■ WHAT TO WORK ON
Lines before the one containing "Would you mind marking the tree in" are excluded. Repeat that line and every line after it, exactly.

■ INFORMATION PROVIDED
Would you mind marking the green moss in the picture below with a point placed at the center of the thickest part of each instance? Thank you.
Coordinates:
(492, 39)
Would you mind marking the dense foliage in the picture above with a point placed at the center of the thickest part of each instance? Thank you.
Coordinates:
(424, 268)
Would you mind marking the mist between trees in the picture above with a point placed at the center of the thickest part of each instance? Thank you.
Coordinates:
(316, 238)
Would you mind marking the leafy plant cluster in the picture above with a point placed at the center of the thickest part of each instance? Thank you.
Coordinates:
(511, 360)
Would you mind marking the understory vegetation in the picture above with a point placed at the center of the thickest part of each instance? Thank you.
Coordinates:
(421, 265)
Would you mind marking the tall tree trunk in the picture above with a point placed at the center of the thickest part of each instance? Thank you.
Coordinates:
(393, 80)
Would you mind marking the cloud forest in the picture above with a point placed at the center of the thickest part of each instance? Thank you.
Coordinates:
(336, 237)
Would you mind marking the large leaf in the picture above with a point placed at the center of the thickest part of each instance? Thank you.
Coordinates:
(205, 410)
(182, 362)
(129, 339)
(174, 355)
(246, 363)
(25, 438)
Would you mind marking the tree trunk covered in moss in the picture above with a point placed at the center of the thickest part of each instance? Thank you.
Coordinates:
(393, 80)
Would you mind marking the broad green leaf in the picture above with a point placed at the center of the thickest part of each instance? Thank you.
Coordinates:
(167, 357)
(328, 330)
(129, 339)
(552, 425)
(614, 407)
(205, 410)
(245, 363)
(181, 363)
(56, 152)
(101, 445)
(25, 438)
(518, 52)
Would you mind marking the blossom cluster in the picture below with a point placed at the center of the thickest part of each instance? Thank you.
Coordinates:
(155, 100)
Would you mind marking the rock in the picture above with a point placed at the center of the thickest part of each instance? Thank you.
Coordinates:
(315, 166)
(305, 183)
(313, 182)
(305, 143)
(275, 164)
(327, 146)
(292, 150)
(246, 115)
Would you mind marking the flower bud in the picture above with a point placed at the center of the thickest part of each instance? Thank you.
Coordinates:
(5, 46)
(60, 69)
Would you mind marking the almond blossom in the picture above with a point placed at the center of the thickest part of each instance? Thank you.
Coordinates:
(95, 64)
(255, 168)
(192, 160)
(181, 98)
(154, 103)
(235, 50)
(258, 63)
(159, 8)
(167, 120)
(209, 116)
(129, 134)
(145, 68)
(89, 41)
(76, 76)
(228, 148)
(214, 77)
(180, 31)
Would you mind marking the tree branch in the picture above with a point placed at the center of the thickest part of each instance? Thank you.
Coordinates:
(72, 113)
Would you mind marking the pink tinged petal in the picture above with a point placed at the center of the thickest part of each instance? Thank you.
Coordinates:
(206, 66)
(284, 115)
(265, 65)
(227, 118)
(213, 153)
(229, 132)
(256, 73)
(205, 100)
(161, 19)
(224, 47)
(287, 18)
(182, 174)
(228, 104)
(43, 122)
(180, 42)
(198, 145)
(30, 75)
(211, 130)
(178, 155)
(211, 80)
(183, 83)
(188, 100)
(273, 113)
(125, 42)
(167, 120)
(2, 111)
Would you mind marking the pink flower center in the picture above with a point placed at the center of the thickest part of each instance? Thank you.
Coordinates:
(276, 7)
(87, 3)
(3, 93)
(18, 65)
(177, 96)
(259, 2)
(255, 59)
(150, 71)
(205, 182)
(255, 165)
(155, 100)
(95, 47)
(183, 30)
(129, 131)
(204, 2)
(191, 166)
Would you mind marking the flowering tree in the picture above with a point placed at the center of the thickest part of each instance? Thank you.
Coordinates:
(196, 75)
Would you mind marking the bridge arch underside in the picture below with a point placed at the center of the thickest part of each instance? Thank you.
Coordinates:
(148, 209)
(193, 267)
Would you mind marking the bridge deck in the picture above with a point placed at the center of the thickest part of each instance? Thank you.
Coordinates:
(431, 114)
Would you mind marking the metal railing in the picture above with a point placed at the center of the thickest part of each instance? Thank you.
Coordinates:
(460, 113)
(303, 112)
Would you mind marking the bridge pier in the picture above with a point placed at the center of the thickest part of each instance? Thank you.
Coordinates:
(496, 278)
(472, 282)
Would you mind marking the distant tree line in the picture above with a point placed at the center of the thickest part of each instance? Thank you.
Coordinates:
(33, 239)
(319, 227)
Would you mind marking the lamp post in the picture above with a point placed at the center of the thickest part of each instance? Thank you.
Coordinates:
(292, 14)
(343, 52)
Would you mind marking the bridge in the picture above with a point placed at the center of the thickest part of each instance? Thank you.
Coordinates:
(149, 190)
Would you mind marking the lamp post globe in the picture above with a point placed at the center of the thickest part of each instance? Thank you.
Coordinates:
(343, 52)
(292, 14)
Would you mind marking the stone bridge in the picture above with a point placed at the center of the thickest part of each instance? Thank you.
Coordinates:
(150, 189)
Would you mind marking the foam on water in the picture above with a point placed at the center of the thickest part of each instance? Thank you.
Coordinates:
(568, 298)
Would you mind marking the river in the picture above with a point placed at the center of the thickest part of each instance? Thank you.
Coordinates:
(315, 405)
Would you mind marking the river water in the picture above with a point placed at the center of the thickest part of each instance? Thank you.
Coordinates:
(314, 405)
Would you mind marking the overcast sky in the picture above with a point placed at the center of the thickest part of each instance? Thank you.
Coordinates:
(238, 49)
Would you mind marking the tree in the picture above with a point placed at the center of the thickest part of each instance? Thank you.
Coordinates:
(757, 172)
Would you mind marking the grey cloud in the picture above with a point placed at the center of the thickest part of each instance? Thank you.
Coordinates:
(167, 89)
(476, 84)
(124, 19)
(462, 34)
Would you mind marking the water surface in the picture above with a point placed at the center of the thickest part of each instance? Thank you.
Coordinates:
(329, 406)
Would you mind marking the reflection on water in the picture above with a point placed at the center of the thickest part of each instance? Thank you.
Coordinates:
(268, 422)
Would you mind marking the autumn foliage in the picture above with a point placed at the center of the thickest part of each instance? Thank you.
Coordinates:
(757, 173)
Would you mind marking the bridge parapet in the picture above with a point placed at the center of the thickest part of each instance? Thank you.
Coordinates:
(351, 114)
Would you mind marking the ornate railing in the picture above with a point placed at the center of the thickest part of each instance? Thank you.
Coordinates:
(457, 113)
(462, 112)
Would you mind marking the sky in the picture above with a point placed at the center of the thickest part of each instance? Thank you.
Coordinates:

■ WORKED ANSWER
Would you mind marking the tree in the picture above with a point placed at the center of the thickest part of each instance? Thank you.
Coordinates:
(757, 172)
Would you mind marking the grey cloud in the picture above with a point placed at the center of the thickest part of each instance? Thank you.
Coordinates:
(167, 89)
(476, 84)
(124, 19)
(462, 34)
Would you mind marking the water surface in the picture above with a point placed at the center of the thickest part of each instance? Thank you.
Coordinates:
(329, 406)
Would you mind marking the reflection on water in the picture above with a point placed at the center of the thickest part of each instance? Thank you.
Coordinates:
(268, 422)
Would you mind marking the autumn foliage in the picture above with a point placed at the center of the thickest part of each instance? Thank you.
Coordinates:
(757, 173)
Would you mind marking the bridge parapet in the picture above with a point placed at the center of the thickest part of each instance? Thank you.
Coordinates:
(351, 114)
Would you mind marking the ornate railing in the picture above with a point placed at the center of the thickest part of each instance? Thank you.
Coordinates:
(457, 113)
(462, 112)
Would you mind marking the sky in the picture above with a point placed at the center of the thickest part of each instance? Thank you.
Coordinates:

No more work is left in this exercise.